• Problem details
Below are entries. Copy exactly the lines running from the line that holds "Give x and y for each instance of the bald" to the line that holds "<point>619,132</point>", with both ends included.

Top of Information provided

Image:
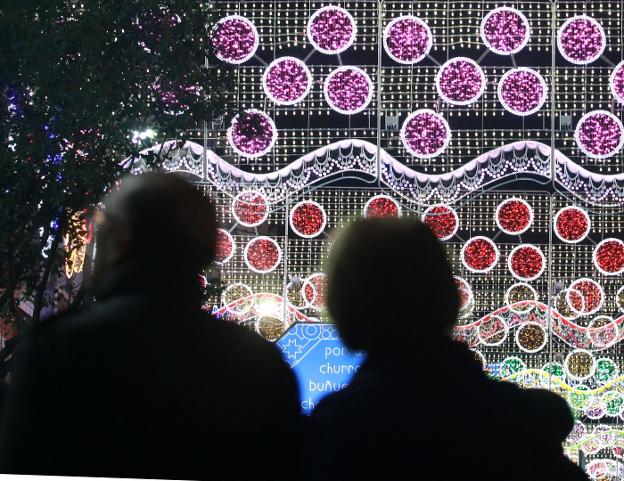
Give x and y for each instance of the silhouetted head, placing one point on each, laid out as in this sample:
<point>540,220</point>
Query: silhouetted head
<point>389,281</point>
<point>160,223</point>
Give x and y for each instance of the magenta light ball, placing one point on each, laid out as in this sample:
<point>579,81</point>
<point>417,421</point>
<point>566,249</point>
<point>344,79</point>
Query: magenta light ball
<point>581,40</point>
<point>407,39</point>
<point>235,39</point>
<point>425,134</point>
<point>522,91</point>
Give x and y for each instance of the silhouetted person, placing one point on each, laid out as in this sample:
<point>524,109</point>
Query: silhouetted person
<point>143,383</point>
<point>421,406</point>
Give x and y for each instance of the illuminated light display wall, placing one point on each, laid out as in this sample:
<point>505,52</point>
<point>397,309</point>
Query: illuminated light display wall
<point>447,111</point>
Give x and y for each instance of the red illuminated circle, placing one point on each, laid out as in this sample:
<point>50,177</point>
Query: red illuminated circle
<point>572,224</point>
<point>308,219</point>
<point>313,290</point>
<point>608,257</point>
<point>262,254</point>
<point>479,254</point>
<point>225,246</point>
<point>592,292</point>
<point>250,208</point>
<point>442,219</point>
<point>514,216</point>
<point>526,262</point>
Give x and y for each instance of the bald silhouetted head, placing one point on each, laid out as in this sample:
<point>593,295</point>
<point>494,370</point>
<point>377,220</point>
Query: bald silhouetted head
<point>389,282</point>
<point>159,222</point>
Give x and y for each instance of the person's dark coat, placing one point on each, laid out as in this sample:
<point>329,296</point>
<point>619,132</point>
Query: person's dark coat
<point>144,385</point>
<point>430,412</point>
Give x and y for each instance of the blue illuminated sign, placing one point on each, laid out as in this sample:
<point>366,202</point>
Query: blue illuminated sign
<point>319,359</point>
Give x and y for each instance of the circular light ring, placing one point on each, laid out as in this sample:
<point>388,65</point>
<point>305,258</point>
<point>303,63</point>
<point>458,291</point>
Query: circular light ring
<point>555,369</point>
<point>344,43</point>
<point>479,357</point>
<point>464,288</point>
<point>421,50</point>
<point>603,332</point>
<point>599,250</point>
<point>612,400</point>
<point>523,310</point>
<point>615,123</point>
<point>270,327</point>
<point>317,282</point>
<point>616,82</point>
<point>500,330</point>
<point>226,237</point>
<point>531,326</point>
<point>461,79</point>
<point>591,306</point>
<point>294,294</point>
<point>388,207</point>
<point>287,80</point>
<point>580,400</point>
<point>442,220</point>
<point>573,303</point>
<point>497,12</point>
<point>267,143</point>
<point>583,41</point>
<point>294,221</point>
<point>577,212</point>
<point>275,263</point>
<point>244,292</point>
<point>442,128</point>
<point>570,358</point>
<point>494,252</point>
<point>619,298</point>
<point>534,275</point>
<point>341,86</point>
<point>262,204</point>
<point>512,365</point>
<point>250,50</point>
<point>503,205</point>
<point>535,104</point>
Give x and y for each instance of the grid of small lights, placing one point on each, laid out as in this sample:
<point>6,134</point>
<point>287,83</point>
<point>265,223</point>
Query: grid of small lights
<point>475,128</point>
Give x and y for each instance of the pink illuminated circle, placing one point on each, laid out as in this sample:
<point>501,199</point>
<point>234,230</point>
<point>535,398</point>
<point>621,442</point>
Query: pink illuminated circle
<point>331,30</point>
<point>572,224</point>
<point>235,39</point>
<point>407,39</point>
<point>460,81</point>
<point>479,254</point>
<point>308,219</point>
<point>616,82</point>
<point>287,80</point>
<point>599,134</point>
<point>252,133</point>
<point>514,216</point>
<point>592,293</point>
<point>442,220</point>
<point>382,206</point>
<point>608,257</point>
<point>250,208</point>
<point>505,30</point>
<point>581,40</point>
<point>262,254</point>
<point>522,91</point>
<point>526,262</point>
<point>225,246</point>
<point>425,134</point>
<point>348,90</point>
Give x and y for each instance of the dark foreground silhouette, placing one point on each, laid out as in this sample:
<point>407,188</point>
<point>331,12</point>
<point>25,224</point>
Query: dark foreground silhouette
<point>143,384</point>
<point>421,407</point>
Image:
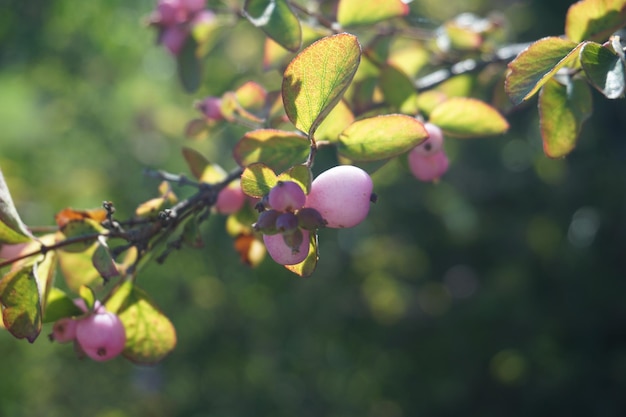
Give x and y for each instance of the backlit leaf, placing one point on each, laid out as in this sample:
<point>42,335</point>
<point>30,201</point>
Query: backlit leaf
<point>20,297</point>
<point>468,117</point>
<point>594,19</point>
<point>365,12</point>
<point>380,137</point>
<point>317,77</point>
<point>604,69</point>
<point>307,267</point>
<point>150,335</point>
<point>277,149</point>
<point>562,111</point>
<point>12,230</point>
<point>257,180</point>
<point>535,65</point>
<point>277,20</point>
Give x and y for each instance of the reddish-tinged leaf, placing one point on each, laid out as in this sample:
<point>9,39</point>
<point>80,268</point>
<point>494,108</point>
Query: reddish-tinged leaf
<point>12,230</point>
<point>365,12</point>
<point>538,63</point>
<point>277,20</point>
<point>316,79</point>
<point>594,20</point>
<point>562,111</point>
<point>380,137</point>
<point>20,297</point>
<point>467,118</point>
<point>277,149</point>
<point>604,68</point>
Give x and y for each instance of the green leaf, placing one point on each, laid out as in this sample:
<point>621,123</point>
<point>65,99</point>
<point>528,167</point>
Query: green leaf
<point>468,117</point>
<point>103,261</point>
<point>189,66</point>
<point>277,149</point>
<point>335,123</point>
<point>84,230</point>
<point>562,111</point>
<point>277,20</point>
<point>20,297</point>
<point>59,305</point>
<point>380,137</point>
<point>257,180</point>
<point>538,63</point>
<point>398,90</point>
<point>150,335</point>
<point>12,230</point>
<point>604,69</point>
<point>77,268</point>
<point>317,77</point>
<point>594,19</point>
<point>366,12</point>
<point>301,174</point>
<point>307,267</point>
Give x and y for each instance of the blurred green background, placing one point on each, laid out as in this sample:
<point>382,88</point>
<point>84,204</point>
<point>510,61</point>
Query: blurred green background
<point>498,292</point>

Bottom of Information provided

• Reply
Give x and y for each instance of the bald silhouetted head, placing one point on each, laid out as in this sample:
<point>593,295</point>
<point>494,370</point>
<point>377,220</point>
Query: bald silhouetted head
<point>389,282</point>
<point>159,222</point>
Give x and y for each instance of the person's dark coat, placing one point on each, laid out as in this sample:
<point>329,296</point>
<point>619,132</point>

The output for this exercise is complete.